• Task to carry out:
In full and without alteration, print the records below, minus any images.

Region pointing data
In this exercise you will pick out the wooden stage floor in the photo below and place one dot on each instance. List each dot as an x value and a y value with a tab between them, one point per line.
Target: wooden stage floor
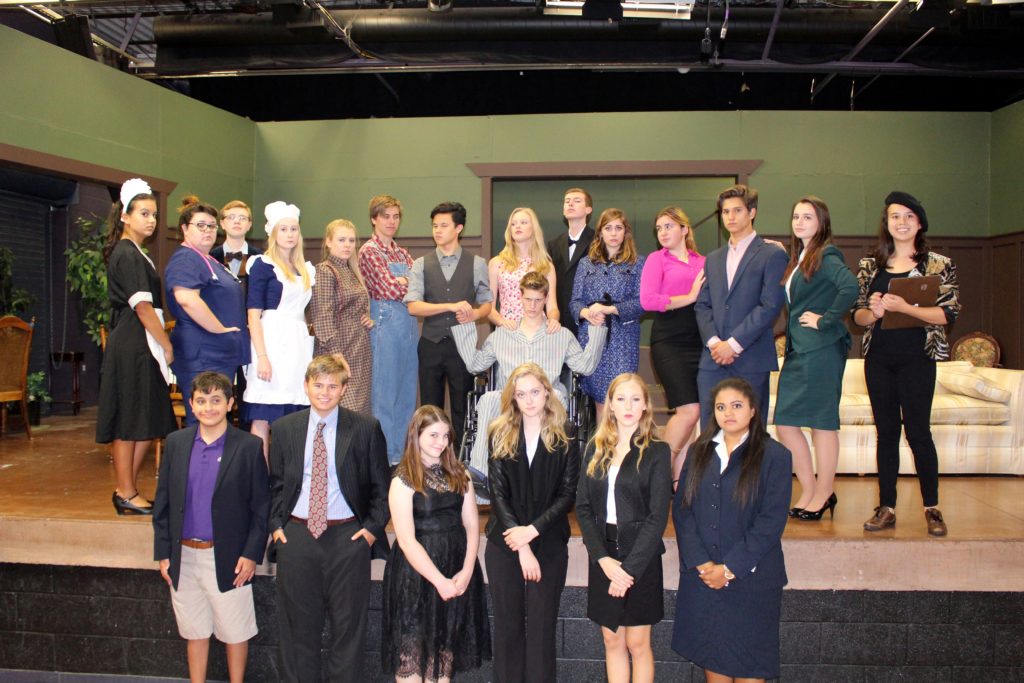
55	508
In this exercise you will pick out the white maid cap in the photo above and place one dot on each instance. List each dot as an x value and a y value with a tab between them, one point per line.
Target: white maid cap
132	188
276	211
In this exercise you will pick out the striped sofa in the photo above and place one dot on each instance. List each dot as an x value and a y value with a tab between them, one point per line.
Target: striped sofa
977	421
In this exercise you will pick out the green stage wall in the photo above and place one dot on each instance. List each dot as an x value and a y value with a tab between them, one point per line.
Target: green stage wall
962	166
851	160
1008	170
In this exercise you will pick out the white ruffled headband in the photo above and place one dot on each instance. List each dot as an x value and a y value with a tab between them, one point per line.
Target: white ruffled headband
276	211
132	188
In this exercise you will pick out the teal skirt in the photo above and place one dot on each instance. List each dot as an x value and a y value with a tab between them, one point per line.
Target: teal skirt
810	386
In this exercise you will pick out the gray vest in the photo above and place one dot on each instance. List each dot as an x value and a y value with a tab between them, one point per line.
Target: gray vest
438	290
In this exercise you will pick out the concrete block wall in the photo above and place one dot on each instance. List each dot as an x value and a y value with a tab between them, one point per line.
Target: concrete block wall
60	619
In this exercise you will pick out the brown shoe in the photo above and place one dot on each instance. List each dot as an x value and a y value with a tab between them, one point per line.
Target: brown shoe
935	524
884	518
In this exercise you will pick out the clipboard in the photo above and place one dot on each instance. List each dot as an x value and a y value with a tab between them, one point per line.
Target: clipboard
916	292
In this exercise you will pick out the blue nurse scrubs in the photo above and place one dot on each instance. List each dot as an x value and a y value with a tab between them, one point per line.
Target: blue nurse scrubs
197	350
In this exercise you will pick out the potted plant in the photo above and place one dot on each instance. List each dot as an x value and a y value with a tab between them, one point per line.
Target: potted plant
87	275
37	396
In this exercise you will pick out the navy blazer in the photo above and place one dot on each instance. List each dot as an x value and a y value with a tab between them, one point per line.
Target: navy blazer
360	457
748	309
830	292
514	503
240	508
218	253
642	498
716	528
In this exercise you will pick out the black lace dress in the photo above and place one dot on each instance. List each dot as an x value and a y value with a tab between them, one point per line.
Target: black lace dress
422	635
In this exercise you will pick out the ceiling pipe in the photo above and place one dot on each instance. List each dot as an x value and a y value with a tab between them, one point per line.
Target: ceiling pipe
383	67
898	58
895	9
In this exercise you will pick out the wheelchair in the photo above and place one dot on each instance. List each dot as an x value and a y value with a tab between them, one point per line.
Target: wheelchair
580	413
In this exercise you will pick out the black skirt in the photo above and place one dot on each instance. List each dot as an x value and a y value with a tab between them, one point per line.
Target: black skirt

• Output of the task:
In this exercise you will pick out the wooden stage floor in the photo below and place one dot on each instance. List each dot as an x value and a y value with a tab between them, one point per line.
Target: wooden stage floor
55	508
In this exercise you will pick out the white maid cap in the photo above and place one dot on each instance. List each dot as an x value and a y value with a tab between them, one point per line.
Target: white maid cap
132	188
276	211
In this exercise you will pick out the striped sofa in the photo above and place one dot on each instance. List each dot as an x value and a y value with a tab between them, one point per line.
Target: striped sofa
977	421
In this exercise you will pick out the green stage wall in the photo above and place one dot on each instance. List each dot as an x value and a y value with a tab between them, one point per line.
Target: green stage wall
962	166
851	160
1008	170
In this exercise you will pick out the white ruffled headband in the photo above and place one dot on each instance. List each dot as an x value and a y value with a tab between them, one point per line.
Target: white ruffled headband
276	211
132	188
In this exercise you will pick out the teal skirt in the photo above and place one dot on each instance. List each dot as an x value and a y value with a tab between them, one point per line.
Target: teal skirt
810	386
In this exercise you will pick out the gray vest in the photo above and place one dot on each instance. List each dot as an x value and a y value with a tab between them, one point per line.
Target: gray vest
438	290
In this exercise you will pick out the concrete block wall in the photo above and place one dot on each instance. List each dot as an x value and a y value with a tab between them, one point per line.
Target: concrete block wall
60	619
In this exercise you will pick out the brown shoe in the photo above and place one dot on each instance. List each dot as an x value and a y value with a tab between them, one point per line.
Target: brown shoe
935	524
884	518
In this exercise you will pick out the clipboard in the photo above and place one dot on each instance. List each dot as an x value and a y value with a tab between them, one point per line.
Target: clipboard
916	292
In this exercise you will pick out the blue nurse scrubs in the photo above and place one dot on each instance. List each dot as an x value and a y value with a tab between them, one point per line.
Target: blue nurse scrubs
197	350
In this exercise you will pick out the potted plant in the photo above and place one dot on each instance. List each dot as an x value and a y value with a tab between them, one point per line.
Target: potted plant
87	275
37	396
In this exercise you will pick out the navy blazer in the photo above and place one dot on each instance. List each dot as an x value and a y value with a tab between them, one point per line.
Target: navy blazer
360	457
748	309
830	292
514	503
240	508
218	253
642	498
716	528
In this exercise you will pick out the black lace dress in the photo above and place one dot on each instance. List each dot as an x value and a y value with a tab between them, one point per line.
Target: black lace dress
422	635
In this exercise you will pick out the ceiling pipe in the photo above and place one dot on each instance. List each dot as an x value and a y value with a tab between them, one point per line.
Target: ceiling pipe
383	67
898	58
895	9
In this exercise you will pick out the wheelchair in the photo above and place one dot on each instance. List each dot as an x value and a y value with a tab between them, one point per line.
Target: wheelchair
580	413
In this exercise you will pick out the black skirt in the photo above and place one dot on each instance. List each dot as an x value and a y value with a tab between them, one point per line.
Target: black skirt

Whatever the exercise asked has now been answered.